----- PROVIDED PASSAGE

Over the last seventy years, the image of Rosie the Riveter has been viewed as a beacon of women’s empowerment. The “We Can Do it Poster” has been printed in history books and recreated for women’s marches and around the world. It marked a cultural turning point in the United States that is to be greatly celebrated!
It’s a little known fact that Rosie the Riveter was based on a real woman. Her name was Rosalind P. Walter. During World War II, she helped the war at home by joining the workforce while the men were away. She did her part to ensure the country ran the way it should in their absence. She encouraged many other women to do the same.
One Woman’s Civil Drive
The lady known as Rosalind P. Walter was born in New York to a pharmaceutical executive and a literature professor as Rosalind Palmer. She attended school in Connecticut at Ethel Walker School, a college preparatory school for the upper class. After school, however, she joined the workforce. At the time, some five million American women were joining to balance the wartime labor gap. Rosalind was hired for the night shift and was part of the assembly line for fighter planes. Her job, In particular, was to put rivets on Corsair fighter planes.

----------
----- RECORDED DATA

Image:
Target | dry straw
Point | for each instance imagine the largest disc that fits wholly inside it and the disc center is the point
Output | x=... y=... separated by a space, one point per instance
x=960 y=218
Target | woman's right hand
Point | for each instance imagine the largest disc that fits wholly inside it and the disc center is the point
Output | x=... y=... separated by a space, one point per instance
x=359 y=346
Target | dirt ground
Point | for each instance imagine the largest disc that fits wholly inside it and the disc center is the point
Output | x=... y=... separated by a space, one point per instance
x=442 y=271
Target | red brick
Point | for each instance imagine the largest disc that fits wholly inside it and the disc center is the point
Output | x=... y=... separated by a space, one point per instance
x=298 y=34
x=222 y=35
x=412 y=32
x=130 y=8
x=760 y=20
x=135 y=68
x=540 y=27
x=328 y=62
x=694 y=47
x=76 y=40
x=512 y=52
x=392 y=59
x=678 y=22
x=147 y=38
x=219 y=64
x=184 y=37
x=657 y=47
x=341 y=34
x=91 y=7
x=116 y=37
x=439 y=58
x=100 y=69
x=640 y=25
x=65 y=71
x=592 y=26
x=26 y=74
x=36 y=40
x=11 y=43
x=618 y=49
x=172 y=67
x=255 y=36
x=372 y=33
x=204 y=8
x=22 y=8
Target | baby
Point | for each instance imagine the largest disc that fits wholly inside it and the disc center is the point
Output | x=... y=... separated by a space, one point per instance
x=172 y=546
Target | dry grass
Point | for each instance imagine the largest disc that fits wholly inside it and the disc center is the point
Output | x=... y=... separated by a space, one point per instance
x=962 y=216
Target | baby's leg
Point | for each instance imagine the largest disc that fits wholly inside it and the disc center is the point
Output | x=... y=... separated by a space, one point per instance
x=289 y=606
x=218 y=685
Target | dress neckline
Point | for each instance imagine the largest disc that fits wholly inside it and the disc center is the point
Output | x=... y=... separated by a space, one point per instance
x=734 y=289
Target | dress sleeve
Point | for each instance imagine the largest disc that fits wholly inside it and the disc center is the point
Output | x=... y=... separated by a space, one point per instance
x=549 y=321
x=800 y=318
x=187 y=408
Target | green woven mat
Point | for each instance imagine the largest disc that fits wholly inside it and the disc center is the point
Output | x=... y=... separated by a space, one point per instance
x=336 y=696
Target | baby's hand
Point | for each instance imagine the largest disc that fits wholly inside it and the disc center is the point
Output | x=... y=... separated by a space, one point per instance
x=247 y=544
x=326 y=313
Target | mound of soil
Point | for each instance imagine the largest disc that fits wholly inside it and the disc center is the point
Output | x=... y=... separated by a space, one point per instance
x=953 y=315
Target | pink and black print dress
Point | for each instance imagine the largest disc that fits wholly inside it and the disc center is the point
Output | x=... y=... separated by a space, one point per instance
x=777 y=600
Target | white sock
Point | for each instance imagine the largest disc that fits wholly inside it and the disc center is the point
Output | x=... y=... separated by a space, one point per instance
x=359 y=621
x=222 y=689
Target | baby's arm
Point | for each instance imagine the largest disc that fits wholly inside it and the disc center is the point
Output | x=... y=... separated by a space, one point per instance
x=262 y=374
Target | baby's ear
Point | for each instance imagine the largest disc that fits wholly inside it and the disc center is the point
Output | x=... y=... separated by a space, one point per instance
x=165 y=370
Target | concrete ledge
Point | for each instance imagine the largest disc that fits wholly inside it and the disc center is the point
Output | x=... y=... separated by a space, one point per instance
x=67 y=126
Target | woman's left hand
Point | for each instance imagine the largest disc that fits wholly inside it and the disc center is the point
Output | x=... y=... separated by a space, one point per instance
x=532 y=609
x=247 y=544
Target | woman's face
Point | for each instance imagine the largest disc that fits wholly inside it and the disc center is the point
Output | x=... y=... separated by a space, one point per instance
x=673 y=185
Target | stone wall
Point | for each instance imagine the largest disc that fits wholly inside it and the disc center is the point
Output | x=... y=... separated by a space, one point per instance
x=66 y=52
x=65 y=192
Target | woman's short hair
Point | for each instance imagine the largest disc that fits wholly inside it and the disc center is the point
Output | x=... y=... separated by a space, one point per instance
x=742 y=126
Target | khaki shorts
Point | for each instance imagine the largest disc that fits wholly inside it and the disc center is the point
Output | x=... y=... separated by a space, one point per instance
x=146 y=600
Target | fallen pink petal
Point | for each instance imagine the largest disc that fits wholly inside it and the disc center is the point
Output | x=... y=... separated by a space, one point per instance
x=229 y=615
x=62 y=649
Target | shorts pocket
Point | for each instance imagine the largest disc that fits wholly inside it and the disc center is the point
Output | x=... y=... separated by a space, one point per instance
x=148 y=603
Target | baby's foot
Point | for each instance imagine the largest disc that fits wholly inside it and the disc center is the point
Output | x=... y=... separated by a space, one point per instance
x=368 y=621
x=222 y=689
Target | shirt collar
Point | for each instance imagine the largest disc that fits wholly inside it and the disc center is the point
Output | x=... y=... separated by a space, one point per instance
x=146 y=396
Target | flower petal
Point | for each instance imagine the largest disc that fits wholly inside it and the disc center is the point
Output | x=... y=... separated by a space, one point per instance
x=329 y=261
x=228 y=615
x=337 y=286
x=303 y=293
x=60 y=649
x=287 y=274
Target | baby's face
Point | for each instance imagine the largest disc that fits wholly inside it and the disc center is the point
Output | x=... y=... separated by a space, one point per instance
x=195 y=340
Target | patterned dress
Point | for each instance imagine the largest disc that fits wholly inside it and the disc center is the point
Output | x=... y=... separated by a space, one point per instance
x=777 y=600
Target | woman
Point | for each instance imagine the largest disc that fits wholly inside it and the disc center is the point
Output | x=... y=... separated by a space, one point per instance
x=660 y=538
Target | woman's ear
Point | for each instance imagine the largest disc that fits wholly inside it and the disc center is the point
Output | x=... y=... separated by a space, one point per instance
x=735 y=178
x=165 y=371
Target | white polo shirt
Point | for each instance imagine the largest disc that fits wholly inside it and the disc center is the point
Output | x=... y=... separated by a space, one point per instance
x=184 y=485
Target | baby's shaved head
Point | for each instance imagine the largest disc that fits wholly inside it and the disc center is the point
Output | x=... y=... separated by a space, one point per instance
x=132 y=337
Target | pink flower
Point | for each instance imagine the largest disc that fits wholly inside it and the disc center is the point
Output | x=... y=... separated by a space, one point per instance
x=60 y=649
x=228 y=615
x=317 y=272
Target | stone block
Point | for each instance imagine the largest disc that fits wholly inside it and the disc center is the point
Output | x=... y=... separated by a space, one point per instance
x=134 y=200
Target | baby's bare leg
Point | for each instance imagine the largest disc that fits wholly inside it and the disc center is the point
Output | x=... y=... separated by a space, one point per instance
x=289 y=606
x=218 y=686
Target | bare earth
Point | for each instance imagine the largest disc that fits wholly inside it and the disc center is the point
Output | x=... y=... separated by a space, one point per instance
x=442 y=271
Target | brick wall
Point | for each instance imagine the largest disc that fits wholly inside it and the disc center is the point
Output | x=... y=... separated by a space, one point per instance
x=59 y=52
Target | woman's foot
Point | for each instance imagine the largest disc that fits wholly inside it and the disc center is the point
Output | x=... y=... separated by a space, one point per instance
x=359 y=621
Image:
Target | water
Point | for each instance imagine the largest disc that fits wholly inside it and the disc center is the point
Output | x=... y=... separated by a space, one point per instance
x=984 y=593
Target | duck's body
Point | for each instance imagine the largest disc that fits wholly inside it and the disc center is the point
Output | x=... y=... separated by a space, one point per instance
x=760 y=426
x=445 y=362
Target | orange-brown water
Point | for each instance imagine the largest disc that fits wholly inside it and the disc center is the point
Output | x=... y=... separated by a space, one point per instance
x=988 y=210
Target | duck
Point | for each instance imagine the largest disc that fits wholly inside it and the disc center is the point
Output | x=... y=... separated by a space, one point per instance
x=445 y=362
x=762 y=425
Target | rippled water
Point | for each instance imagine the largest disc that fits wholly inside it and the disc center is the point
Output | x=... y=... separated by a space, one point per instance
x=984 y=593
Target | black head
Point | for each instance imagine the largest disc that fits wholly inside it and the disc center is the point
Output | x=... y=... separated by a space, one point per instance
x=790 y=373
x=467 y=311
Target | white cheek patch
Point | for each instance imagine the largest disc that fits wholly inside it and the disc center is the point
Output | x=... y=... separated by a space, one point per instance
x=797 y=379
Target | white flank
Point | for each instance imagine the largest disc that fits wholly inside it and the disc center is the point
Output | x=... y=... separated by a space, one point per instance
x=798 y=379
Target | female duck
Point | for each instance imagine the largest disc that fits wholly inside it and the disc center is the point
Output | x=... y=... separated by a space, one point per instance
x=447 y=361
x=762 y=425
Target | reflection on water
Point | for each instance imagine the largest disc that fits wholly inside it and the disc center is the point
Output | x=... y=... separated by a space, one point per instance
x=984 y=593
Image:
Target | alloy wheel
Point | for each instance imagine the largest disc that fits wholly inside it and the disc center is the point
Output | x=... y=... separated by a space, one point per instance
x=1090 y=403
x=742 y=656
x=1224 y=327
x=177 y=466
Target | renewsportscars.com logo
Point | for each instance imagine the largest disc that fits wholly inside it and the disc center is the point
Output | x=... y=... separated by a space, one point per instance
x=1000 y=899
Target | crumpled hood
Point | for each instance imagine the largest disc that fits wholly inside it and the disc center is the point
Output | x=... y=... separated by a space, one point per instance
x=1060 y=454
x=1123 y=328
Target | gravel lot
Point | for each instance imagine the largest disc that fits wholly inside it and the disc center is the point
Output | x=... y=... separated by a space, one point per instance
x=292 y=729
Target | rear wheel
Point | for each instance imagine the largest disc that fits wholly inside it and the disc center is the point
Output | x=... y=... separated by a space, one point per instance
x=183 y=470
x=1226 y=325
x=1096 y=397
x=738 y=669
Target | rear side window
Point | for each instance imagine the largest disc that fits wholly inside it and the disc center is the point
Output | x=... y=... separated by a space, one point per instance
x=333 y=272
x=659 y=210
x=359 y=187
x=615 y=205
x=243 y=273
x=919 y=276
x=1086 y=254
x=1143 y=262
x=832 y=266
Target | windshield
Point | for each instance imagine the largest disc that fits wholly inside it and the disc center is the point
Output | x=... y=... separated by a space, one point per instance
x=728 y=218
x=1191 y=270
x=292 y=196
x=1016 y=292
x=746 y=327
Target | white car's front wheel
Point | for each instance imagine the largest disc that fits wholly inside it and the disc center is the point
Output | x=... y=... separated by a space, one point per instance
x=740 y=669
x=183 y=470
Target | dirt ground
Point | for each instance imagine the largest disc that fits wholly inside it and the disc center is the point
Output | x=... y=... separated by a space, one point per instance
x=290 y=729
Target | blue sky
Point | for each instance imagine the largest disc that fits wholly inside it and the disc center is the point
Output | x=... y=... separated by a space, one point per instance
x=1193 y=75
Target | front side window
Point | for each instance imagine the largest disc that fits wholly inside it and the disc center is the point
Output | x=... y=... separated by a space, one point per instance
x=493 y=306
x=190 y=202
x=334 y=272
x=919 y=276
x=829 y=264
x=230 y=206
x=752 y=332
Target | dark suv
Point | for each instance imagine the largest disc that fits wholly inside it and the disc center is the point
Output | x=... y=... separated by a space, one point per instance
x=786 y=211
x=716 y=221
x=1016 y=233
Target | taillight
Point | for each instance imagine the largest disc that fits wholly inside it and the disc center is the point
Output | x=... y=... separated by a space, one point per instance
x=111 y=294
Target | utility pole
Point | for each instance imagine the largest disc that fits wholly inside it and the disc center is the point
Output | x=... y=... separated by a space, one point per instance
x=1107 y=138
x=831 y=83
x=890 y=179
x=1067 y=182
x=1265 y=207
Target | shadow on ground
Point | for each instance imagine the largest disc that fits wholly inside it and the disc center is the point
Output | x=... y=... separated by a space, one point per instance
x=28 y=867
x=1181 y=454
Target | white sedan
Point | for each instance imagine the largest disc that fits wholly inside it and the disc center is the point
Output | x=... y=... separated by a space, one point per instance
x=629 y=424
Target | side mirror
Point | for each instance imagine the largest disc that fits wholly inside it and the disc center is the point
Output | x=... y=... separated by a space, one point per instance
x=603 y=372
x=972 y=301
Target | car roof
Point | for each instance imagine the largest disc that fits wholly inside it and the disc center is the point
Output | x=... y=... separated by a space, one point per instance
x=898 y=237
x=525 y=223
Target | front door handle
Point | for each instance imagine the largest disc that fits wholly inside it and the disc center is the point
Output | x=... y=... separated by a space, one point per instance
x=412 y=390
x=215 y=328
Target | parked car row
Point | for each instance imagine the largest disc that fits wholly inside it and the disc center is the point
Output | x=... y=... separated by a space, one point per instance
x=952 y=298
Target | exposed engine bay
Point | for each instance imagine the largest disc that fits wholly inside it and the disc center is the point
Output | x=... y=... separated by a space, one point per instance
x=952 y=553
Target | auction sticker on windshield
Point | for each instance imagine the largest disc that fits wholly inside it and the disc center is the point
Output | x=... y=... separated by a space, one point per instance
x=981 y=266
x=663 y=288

----------

> PROBLEM SET:
A: Condense the paragraph of the Rosie the Riveter text that begins "The lady known as Rosalind P. Walter" into a short bulleted list, keeping its main facts.
B: Extend the Rosie the Riveter text, picking up right after its final sentence.
The stored records have nothing to do with this work.

> ACTIVITY ANSWERS:
A:
- Born Rosalind Palmer in New York to a pharmaceutical executive and a literature professor
- Attended Ethel Walker School, an upper-class college preparatory school in Connecticut
- Joined the workforce after school, when some five million American women were filling the wartime labor gap
- Worked the night shift on an assembly line for fighter planes, putting rivets on Corsair fighter planes

B:
Her story caught the attention of a newspaper column writer; an educated, wealthy young woman working on the frontlines in the factories was surely news. After seeing the article, songwriter Redd Evans and Joh Jacob Loeb wrote a song about her, called “Rosie the Riveter”. The Four Vagabonds made the songs popular, Kay Kyser sings:
“While other girls attend their fav’rite
Sipping Martinis, munching caviar
There’s a girl who’s really putting
them to shame
Rosie is her name
All the day long whether rain or shine
She’s a part of the assembly line
She’s making history,
working for victory
Rosie the Riveter
Keeps a sharp lookout for sabotage
Sitting up there on the fuselage
That little frail can do more than a
male will do
Rosie the Riveter”
The popularized Rosie the Riveter poster was actually created in 1943. Created to help boost morale at the Westinghouse Electric company featured a fierce-looking lady with a red and white polka dot bandana, and blue working top with rolled-up sleeves showing that she’s hard-working and focused. Rosie the Riveter had become a character of its own, encouraging women around the united states.
Post-war life and Philanthropy
After the war, Rosalind Palmer took up work as a nurse aid air New York City Bellevue Hospital. She married twice, once to Henry S. Thompson, a Naval reserve Lieutenant and had one son. Her second marriage was to Henry Glendon Walter Jr., chairman of International Flavors and Fragrances, a company providing artificial scents for commercial products. Rosalind P. Walter spent her later years as a prominent philanthropist. She gave to public education, the American Museum of Natural History, and New York’s WNET station. Alone she helped fund almost 70 shows from the network.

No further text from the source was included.